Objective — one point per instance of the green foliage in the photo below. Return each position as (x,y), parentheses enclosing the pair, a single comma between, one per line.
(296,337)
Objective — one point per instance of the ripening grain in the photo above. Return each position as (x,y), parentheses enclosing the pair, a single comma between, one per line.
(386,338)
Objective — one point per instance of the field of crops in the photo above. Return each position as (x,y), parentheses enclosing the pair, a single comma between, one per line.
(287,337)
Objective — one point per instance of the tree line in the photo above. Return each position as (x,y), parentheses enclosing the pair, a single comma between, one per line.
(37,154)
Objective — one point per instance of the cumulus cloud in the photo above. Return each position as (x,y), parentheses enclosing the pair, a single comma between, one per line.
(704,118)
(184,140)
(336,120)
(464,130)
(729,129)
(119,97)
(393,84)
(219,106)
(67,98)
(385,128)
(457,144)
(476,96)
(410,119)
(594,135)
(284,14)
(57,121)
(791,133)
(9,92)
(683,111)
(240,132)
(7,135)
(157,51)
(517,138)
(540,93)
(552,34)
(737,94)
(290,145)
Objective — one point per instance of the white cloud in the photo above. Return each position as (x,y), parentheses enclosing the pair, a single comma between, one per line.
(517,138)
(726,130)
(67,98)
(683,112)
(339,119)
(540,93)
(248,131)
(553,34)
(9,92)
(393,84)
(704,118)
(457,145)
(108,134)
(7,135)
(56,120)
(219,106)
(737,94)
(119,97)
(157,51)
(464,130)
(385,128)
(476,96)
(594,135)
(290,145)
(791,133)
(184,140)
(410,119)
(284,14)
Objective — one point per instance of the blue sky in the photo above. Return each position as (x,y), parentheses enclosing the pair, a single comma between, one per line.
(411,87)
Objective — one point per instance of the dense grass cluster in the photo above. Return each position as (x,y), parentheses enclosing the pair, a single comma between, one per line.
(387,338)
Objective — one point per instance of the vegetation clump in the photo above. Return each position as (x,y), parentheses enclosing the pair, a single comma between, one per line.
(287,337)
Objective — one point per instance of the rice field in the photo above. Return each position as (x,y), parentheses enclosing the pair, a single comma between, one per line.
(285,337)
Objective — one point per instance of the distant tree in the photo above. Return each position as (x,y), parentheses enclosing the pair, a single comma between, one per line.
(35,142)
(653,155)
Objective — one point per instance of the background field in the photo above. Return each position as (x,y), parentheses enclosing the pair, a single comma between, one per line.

────

#### [Description of the task]
The records shown above are to be retyped exactly, with none omitted.

#### [Final answer]
Objective — one point per instance of the green foliage in the photo below. Return each position as (x,y), parentheses enclosing the pair, a single comma between, one per line.
(296,337)
Objective — one point per instance of the ripening grain in the photo above. Return each position as (x,y), parentheses enclosing the pair, a single comma between, one per line.
(386,338)
Objective — one point per instance of the field of crops in the photo above. Return each position as (x,y), parentheses enclosing the pair, a single comma between, one per line.
(287,337)
Objective — one point per instance of the tree line in the photo above. Return each position as (x,y), parentheses enclosing the pair, a single comma between, one per line.
(37,154)
Objective — one point per instance of the cumulus cloud in the photo above. Return each position as (x,y), parentheses enclosing the pair, a single comma between, one per line.
(704,118)
(184,140)
(336,120)
(464,130)
(729,129)
(119,97)
(393,84)
(219,106)
(67,98)
(385,128)
(457,144)
(476,96)
(410,119)
(594,135)
(284,14)
(57,121)
(791,133)
(9,92)
(683,111)
(240,132)
(7,135)
(157,51)
(517,138)
(540,93)
(552,34)
(737,94)
(290,145)
Objective — one point per instance of the white cloud in the photo above. Return each position as (x,y), parentheses enclosing the pair, a single comma between, one per line.
(517,138)
(726,130)
(67,98)
(683,112)
(339,119)
(540,93)
(248,131)
(553,34)
(9,92)
(393,84)
(704,118)
(457,145)
(108,134)
(7,135)
(56,120)
(219,106)
(737,94)
(119,97)
(157,51)
(464,130)
(385,128)
(476,96)
(594,135)
(290,145)
(791,133)
(184,140)
(410,119)
(284,14)
Objective — one point per instance of the blue sky in the photo above. Return each position as (x,y), parentheses enclosing the pair, a single comma between, one per line.
(411,87)
Objective — one point per instance of the dense grass cluster in the photo above. Return each position as (x,y), parentheses enclosing the pair, a single comma between, one per line.
(387,338)
Objective — one point per instance of the vegetation clump in the photo above. Return each position as (x,y), parentheses enclosing the pair, a single comma between, one per line.
(287,337)
Objective — one point per instance of the rice field in the photo above. Return each position as (x,y), parentheses enclosing the pair, a single comma between, one per line.
(285,337)
Objective — one point per instance of the distant tree in the photo above. Return each position as (x,y), parentheses enclosing the pair, a single comma between, one per line.
(35,142)
(653,155)
Objective — one point per instance of the background field in the photo above. Return each position as (x,y), parentheses enclosing the pair, a single comma between, one per line.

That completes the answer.